**Oefenopdrachten:**
1 > Neem uit het tekstfragment letterlijk de passage over van "Met alle crises" tot en met "van te merken.".
2 > Vertaal de volgende zin uit het tekstfragment in het Engels: "Mohandis maakt zich onder meer zorgen over de afname van het aantal openbare bibliotheken."

**Tekstfragment:**
- - -

Met alle crises was er de afgelopen zomer misschien geen komkommertijd, maar de Kamer was wel degelijk met reces. Inmiddels is het politieke seizoen weer losgebarsten. Over de parlementaire enquête naar de misstanden in Groningen wordt ongetwijfeld later bericht, maar ook rond het reces zijn in de Kamer zaken besproken, die de moeite waard zijn. Senior beleidsmedewerker Ton Langenhuyzen bericht.


In iedere gemeente een bibliotheek

Op de valreep voor het zomerreces voerde Mohammed Mohandis met staatssecretaris Uslu van onderwijs een debat over het cultuurbeleid. Mohandis maakt zich onder meer zorgen over de afname van het aantal openbare bibliotheken. Ondanks dat het huidige kabinet streeft naar ‘een toekomstgerichte bibliotheek(voorziening) in elke gemeente’, is van ambitie tot nu toe weinig van te merken.

Mohandis zoekt daarom naar mogelijkheden om dat op zich nobele streven concreter te maken. Zo is het mogelijk om de Wet stelsel openbare bibliotheekvoorzieningen, de Bibliotheekwet, waarin de verantwoordelijkheden van gemeenten, provincies en het Rijk voor bibliotheken zijn geregeld, aan te scherpen.

- - -

Items uit de verzameling:

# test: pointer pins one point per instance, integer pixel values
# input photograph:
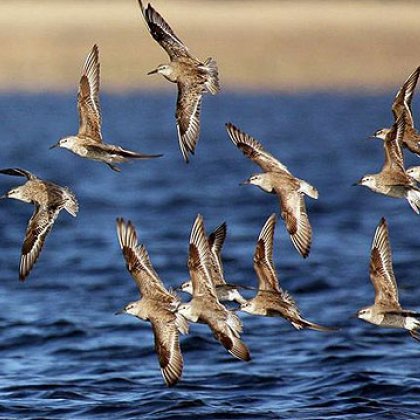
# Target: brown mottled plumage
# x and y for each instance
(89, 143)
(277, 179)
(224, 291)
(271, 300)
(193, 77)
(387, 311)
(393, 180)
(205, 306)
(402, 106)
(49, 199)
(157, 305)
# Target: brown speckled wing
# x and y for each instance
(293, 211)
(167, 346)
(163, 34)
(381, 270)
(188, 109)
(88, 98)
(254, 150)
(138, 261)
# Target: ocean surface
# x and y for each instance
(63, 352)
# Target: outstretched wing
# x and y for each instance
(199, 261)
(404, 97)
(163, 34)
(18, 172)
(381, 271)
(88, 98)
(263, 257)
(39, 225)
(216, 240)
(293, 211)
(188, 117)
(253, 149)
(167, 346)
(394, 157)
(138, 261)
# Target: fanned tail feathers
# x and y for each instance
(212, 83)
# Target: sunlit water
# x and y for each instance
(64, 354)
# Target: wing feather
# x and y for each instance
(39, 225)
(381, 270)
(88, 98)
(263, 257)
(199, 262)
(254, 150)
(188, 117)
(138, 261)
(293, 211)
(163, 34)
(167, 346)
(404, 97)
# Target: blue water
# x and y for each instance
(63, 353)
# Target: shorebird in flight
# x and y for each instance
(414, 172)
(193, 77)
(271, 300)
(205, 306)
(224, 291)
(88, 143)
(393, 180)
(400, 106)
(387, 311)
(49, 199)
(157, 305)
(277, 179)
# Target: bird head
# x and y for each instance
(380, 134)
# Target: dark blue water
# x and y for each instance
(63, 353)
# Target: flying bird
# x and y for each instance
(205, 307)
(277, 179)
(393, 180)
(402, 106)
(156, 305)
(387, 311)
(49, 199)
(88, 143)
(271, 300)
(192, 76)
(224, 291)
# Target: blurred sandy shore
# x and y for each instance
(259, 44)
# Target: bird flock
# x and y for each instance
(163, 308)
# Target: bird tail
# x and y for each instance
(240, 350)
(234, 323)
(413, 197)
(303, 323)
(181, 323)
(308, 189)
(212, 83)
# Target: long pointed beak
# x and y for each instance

- - -

**Antwoorden bij oefeningen:**
1 >
Met alle crises was er de afgelopen zomer misschien geen komkommertijd, maar de Kamer was wel degelijk met reces. Inmiddels is het politieke seizoen weer losgebarsten. Over de parlementaire enquête naar de misstanden in Groningen wordt ongetwijfeld later bericht, maar ook rond het reces zijn in de Kamer zaken besproken, die de moeite waard zijn. Senior beleidsmedewerker Ton Langenhuyzen bericht.


In iedere gemeente een bibliotheek

Op de valreep voor het zomerreces voerde Mohammed Mohandis met staatssecretaris Uslu van onderwijs een debat over het cultuurbeleid. Mohandis maakt zich onder meer zorgen over de afname van het aantal openbare bibliotheken. Ondanks dat het huidige kabinet streeft naar ‘een toekomstgerichte bibliotheek(voorziening) in elke gemeente’, is van ambitie tot nu toe weinig van te merken.

2 > Among other things, Mohandis is concerned about the decline in the number of public libraries.